• Texto selecionado
O “programa” tem uma palavra de ordem forte, que é a questão da saúde pública, mas, também, ele não é público. Cerca de 25%, mais ou menos, são pessoas que usam planos de saúde e, mais uma coisa, os que estão dentro do dito sistema público de saúde, se servem, em boa parte, de hospitais privados através do SUS. Isto é a drenagem do público para o privado.
Então tenho críticas, meu problema não é ser laudatório. Eu sei que sem o SUS, como na ditadura, não serve. Foi o passo que foi, digamos, politicamente possível, dar na época, mas eu não estou contente com aquilo não.
Assista ao vídeo
Olhar 65: Eu queria te perguntar o seguinte: Eu não sei se você viu uma entrevista que um representante da OCDE, o Frederico Guanais, diretor adjunto da divisão de saúde da OCDE, deu. Ele faz uma conta que me chamou atenção na entrevista para a BBC Brasil. Ele disse o seguinte, que o Brasil gasta em saúde 9,2% do PIB. Acima da média dos 37 países membros da organização, a maioria ricos, que gastam cerca de 8,8% do PIB. Mas ele disse que, no caso do Brasil, boa parte dessas despesas são privadas. A fatia de recursos públicos investidos nessa área representa apenas 4% do PIB, enquanto na média da organização ela é de 6,6% do PIB. Ou seja, o Brasil, um país mais pobre, tem mais investimentos privados na saúde do que público em relação aos outros países. Esses dados me parece uma coisa absurda não?
Eduardo Costa: Não é absurdo porque não é verdadeiro. Isso é uma contabilidade, não uma realidade. O Brasil escamoteou o processo de financiamento do SUS. O Brasil tem um sistema híbrido, que é público-privado, a palavra SUS não tem público no nome. Quando ele faz essas contas ele coloca como público só o que o SUS financia direto. Só que acontece o seguinte: mesmo esse financiamento direto, tem uma parte que vai para o hospital privado, quer dizer, é drenado para os hospitais privados. Ele entra na conta como se fosse público, mas é despendido em hospitais privados. Então a parte que vai mesmo para hospital público é menor do que esses 4%.

• Trecho da listagem
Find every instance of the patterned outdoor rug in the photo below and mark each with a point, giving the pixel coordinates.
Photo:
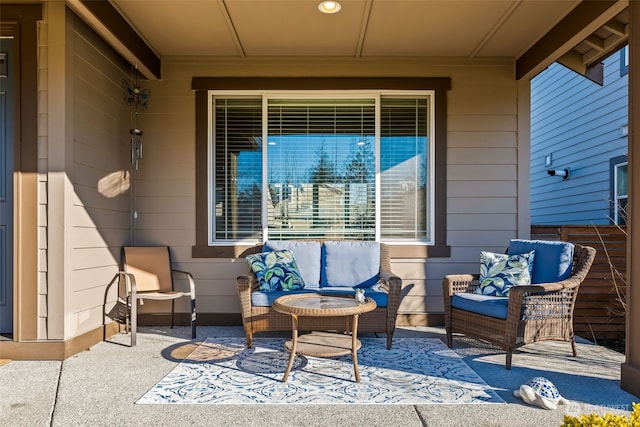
(414, 371)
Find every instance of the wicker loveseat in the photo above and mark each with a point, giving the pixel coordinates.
(537, 312)
(313, 257)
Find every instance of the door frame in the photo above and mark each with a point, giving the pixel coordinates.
(21, 22)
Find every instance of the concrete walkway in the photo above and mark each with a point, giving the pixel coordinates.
(98, 387)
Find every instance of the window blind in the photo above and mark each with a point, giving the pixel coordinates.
(321, 168)
(403, 168)
(237, 168)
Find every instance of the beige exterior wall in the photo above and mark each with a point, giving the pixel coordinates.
(84, 174)
(483, 189)
(84, 145)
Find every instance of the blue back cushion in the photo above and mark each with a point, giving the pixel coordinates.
(350, 263)
(307, 255)
(553, 260)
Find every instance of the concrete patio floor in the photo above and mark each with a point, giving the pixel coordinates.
(99, 387)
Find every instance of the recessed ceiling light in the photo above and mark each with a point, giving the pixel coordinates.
(329, 7)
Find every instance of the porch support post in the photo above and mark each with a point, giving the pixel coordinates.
(630, 369)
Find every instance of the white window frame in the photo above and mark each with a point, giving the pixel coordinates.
(430, 95)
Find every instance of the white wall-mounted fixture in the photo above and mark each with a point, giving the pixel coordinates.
(624, 130)
(564, 173)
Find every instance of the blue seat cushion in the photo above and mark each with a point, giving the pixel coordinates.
(553, 260)
(349, 264)
(307, 255)
(481, 304)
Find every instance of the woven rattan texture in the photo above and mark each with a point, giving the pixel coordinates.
(262, 319)
(535, 313)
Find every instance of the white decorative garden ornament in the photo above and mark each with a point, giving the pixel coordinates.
(541, 392)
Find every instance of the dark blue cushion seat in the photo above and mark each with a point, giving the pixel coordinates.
(481, 304)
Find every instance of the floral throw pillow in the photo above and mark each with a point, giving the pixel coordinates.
(499, 272)
(276, 270)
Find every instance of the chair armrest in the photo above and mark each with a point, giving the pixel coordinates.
(192, 283)
(460, 283)
(245, 284)
(390, 283)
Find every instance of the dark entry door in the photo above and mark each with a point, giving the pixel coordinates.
(6, 186)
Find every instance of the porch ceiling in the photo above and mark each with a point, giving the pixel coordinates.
(381, 28)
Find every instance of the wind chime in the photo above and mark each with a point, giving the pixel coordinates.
(136, 97)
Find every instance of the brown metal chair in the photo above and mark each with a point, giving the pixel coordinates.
(147, 274)
(534, 313)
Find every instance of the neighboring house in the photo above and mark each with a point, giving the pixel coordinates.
(451, 75)
(580, 126)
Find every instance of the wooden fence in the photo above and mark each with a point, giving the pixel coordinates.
(599, 312)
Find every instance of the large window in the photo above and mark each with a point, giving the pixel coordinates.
(321, 157)
(317, 165)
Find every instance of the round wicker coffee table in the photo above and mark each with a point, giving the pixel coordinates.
(323, 344)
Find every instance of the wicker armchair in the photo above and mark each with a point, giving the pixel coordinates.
(534, 313)
(382, 319)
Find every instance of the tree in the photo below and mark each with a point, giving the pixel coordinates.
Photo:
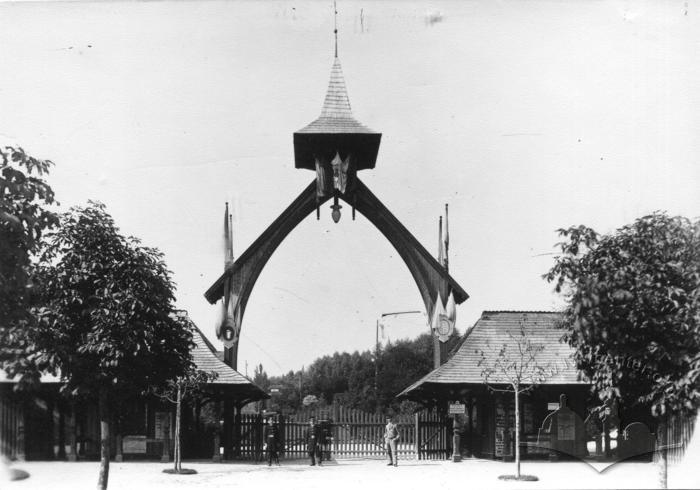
(176, 391)
(25, 214)
(107, 324)
(633, 312)
(514, 368)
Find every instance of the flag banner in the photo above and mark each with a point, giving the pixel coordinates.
(323, 180)
(441, 322)
(340, 172)
(451, 308)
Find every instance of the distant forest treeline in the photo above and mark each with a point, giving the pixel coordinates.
(349, 378)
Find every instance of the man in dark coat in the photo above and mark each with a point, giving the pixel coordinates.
(272, 442)
(314, 441)
(391, 437)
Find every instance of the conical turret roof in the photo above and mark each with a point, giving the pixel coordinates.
(336, 130)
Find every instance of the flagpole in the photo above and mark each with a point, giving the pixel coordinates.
(447, 241)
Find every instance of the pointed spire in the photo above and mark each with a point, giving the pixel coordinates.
(335, 25)
(337, 103)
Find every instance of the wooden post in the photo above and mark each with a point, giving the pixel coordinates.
(416, 428)
(104, 441)
(228, 428)
(456, 441)
(663, 453)
(72, 434)
(216, 457)
(61, 431)
(237, 433)
(21, 448)
(119, 457)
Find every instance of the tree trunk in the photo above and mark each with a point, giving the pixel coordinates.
(517, 431)
(663, 459)
(178, 414)
(104, 441)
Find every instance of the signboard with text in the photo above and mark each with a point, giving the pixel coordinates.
(456, 408)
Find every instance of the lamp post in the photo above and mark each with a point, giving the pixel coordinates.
(376, 350)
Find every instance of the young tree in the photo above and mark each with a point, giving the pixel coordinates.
(107, 323)
(176, 391)
(514, 368)
(25, 201)
(633, 312)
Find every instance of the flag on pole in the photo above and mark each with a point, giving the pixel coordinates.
(451, 309)
(441, 245)
(441, 322)
(447, 240)
(226, 330)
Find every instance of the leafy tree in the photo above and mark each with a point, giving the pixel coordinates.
(25, 201)
(177, 391)
(514, 368)
(261, 379)
(633, 312)
(107, 324)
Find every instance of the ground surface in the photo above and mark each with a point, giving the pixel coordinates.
(355, 474)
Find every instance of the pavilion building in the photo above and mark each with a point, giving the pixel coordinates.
(489, 415)
(41, 424)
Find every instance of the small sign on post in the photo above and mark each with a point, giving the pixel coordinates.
(457, 408)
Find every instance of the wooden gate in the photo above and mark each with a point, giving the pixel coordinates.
(355, 435)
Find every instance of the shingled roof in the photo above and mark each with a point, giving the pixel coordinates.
(491, 332)
(336, 115)
(336, 130)
(205, 358)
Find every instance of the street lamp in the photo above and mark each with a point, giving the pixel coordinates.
(376, 350)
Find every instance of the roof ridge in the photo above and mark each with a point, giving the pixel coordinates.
(521, 311)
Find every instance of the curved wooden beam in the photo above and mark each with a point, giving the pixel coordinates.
(431, 277)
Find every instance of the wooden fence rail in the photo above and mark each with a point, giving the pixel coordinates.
(354, 434)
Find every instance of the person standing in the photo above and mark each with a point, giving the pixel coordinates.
(272, 442)
(391, 437)
(314, 441)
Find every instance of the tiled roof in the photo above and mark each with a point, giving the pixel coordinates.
(336, 115)
(44, 379)
(491, 332)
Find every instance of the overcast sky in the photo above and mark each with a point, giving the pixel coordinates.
(524, 116)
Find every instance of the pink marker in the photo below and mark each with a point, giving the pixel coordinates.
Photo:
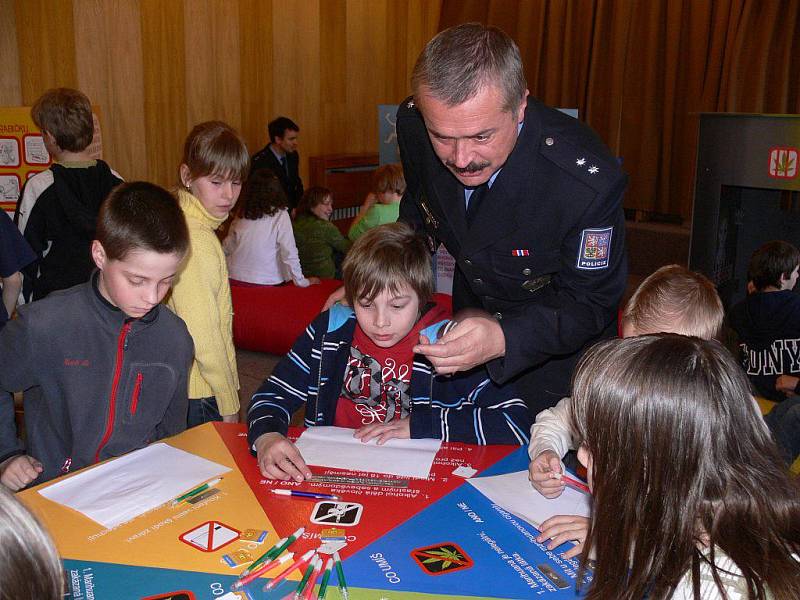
(297, 564)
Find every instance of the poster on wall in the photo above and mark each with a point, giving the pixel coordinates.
(23, 153)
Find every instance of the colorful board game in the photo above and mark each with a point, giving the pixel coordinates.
(405, 538)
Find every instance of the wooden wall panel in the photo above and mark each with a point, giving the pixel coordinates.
(295, 72)
(46, 38)
(10, 88)
(156, 68)
(108, 50)
(211, 34)
(165, 120)
(255, 56)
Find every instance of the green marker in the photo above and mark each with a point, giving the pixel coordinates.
(195, 491)
(340, 576)
(323, 587)
(306, 576)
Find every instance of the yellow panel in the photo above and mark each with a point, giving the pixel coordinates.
(109, 60)
(10, 89)
(45, 34)
(211, 30)
(164, 89)
(255, 51)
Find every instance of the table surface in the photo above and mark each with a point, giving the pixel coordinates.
(392, 552)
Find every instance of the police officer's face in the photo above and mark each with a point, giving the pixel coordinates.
(472, 139)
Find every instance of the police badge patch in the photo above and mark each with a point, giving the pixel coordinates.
(595, 248)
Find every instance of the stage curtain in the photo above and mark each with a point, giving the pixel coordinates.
(641, 72)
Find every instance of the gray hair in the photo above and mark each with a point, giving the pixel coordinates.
(458, 61)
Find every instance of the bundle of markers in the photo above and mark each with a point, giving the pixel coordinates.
(312, 562)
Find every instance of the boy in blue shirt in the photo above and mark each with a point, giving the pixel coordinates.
(355, 367)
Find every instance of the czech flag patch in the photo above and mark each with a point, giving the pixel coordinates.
(595, 249)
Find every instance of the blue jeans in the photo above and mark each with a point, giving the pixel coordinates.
(202, 410)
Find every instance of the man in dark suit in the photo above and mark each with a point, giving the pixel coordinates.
(529, 203)
(280, 156)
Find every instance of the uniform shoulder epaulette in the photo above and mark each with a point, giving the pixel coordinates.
(595, 169)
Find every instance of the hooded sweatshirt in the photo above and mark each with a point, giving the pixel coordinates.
(768, 327)
(61, 224)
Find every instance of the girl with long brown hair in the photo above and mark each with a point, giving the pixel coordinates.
(690, 498)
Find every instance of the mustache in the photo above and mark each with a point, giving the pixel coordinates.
(472, 167)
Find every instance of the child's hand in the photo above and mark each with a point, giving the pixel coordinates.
(545, 474)
(278, 458)
(563, 528)
(19, 471)
(396, 428)
(786, 384)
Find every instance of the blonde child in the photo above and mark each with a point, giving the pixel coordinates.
(215, 163)
(318, 240)
(30, 568)
(671, 299)
(382, 205)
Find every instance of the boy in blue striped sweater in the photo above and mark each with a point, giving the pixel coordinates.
(355, 367)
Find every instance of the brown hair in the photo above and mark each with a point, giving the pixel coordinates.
(215, 148)
(389, 178)
(262, 195)
(459, 61)
(770, 262)
(680, 456)
(388, 257)
(676, 300)
(66, 114)
(30, 568)
(312, 197)
(141, 216)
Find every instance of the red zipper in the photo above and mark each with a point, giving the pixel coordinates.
(136, 389)
(112, 408)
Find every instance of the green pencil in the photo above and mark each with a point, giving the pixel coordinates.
(323, 587)
(340, 576)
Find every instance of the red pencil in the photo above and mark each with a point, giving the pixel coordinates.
(574, 483)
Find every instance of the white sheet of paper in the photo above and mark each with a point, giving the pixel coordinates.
(514, 493)
(131, 485)
(337, 448)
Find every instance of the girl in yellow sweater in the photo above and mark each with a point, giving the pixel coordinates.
(215, 163)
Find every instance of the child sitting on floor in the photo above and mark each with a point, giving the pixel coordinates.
(672, 299)
(368, 376)
(260, 246)
(103, 364)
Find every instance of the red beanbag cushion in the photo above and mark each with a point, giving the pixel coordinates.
(270, 318)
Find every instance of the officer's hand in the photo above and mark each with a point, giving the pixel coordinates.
(394, 429)
(336, 296)
(474, 341)
(278, 458)
(19, 471)
(545, 474)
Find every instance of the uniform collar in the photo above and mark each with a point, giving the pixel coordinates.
(194, 209)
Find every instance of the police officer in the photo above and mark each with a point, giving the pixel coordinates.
(529, 203)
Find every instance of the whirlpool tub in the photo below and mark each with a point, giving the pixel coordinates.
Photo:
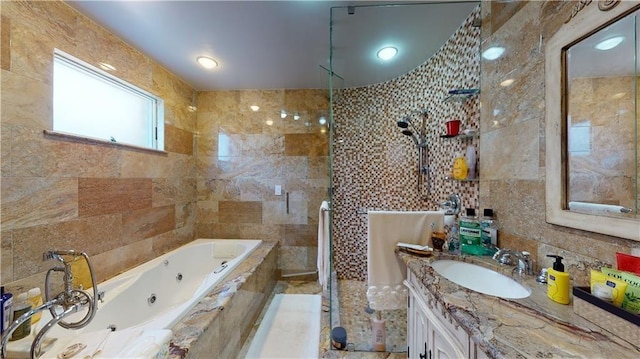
(141, 305)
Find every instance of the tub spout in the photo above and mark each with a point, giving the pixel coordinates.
(67, 302)
(7, 333)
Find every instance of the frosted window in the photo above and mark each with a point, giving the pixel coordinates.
(91, 103)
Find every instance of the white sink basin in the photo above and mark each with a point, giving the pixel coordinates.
(480, 279)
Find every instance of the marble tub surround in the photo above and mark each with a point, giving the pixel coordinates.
(219, 324)
(529, 327)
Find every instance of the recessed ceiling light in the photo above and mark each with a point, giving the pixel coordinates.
(609, 43)
(106, 66)
(493, 52)
(387, 53)
(207, 62)
(507, 82)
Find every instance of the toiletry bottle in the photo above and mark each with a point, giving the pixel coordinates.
(453, 241)
(460, 169)
(489, 236)
(20, 307)
(558, 281)
(470, 232)
(35, 298)
(6, 304)
(470, 159)
(379, 336)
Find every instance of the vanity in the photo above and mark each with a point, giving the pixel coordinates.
(446, 320)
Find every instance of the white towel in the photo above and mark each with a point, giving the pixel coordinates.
(323, 246)
(385, 271)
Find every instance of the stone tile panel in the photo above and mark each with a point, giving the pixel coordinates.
(239, 212)
(97, 196)
(148, 222)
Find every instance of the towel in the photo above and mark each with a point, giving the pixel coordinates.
(385, 271)
(323, 246)
(81, 273)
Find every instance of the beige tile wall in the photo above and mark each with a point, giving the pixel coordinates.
(122, 206)
(241, 158)
(513, 142)
(375, 165)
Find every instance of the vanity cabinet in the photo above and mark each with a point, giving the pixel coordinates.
(431, 333)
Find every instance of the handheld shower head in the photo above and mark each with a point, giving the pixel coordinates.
(403, 123)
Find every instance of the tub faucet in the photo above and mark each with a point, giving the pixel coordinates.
(65, 303)
(521, 259)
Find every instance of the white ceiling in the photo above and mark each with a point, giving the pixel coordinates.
(280, 44)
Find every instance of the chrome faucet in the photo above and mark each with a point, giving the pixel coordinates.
(65, 303)
(521, 259)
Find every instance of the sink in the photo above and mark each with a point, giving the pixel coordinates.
(480, 279)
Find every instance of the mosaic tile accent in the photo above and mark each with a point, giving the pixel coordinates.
(375, 166)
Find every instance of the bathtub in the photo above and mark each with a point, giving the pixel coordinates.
(156, 294)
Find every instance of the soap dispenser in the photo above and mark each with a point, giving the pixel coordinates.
(558, 281)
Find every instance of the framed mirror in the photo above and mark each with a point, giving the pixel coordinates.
(592, 157)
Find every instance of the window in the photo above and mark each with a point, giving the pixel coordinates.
(89, 102)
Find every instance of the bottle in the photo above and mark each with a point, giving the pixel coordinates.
(460, 169)
(379, 336)
(35, 298)
(453, 240)
(20, 307)
(6, 304)
(558, 281)
(470, 159)
(470, 233)
(489, 235)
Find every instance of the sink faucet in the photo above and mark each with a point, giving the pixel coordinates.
(67, 302)
(509, 257)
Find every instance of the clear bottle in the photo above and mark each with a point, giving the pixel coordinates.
(453, 241)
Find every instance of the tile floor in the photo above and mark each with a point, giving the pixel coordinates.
(352, 317)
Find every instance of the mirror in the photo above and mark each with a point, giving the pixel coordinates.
(592, 157)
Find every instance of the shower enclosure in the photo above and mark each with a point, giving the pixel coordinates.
(373, 163)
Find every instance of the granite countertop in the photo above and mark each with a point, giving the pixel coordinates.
(507, 328)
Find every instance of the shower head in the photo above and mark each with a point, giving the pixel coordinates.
(403, 123)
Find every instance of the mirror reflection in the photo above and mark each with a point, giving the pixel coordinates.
(601, 123)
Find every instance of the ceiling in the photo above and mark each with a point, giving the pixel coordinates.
(280, 44)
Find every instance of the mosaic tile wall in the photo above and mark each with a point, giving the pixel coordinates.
(375, 165)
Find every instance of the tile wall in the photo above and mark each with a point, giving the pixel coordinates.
(124, 206)
(513, 141)
(121, 205)
(243, 155)
(375, 166)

• O que fazer
1. Indique se cada afirmação abaixo está de acordo com o trecho sobre o SUS, respondendo sim ou não e citando as palavras do texto que decidem a questão. (a) Segundo o representante da OCDE, o Brasil gasta 9,2% do PIB em saúde. (b) Eduardo Costa considera absurdos os dados apresentados pela OCDE. (c) Para Eduardo Costa, a parte dos recursos que chega de fato aos hospitais públicos supera 4% do PIB.
2. De acordo com o trecho sobre o SUS, quanto os países membros da OCDE gastam em saúde, em média, em relação ao PIB?

• Respostas em ordem
1.
(a) Sim: “o Brasil gasta em saúde 9,2% do PIB”.
(b) Não: “Não é absurdo porque não é verdadeiro.”
(c) Não: “Então a parte que vai mesmo para hospital público é menor do que esses 4%.”

2. Cerca de 8,8% do PIB.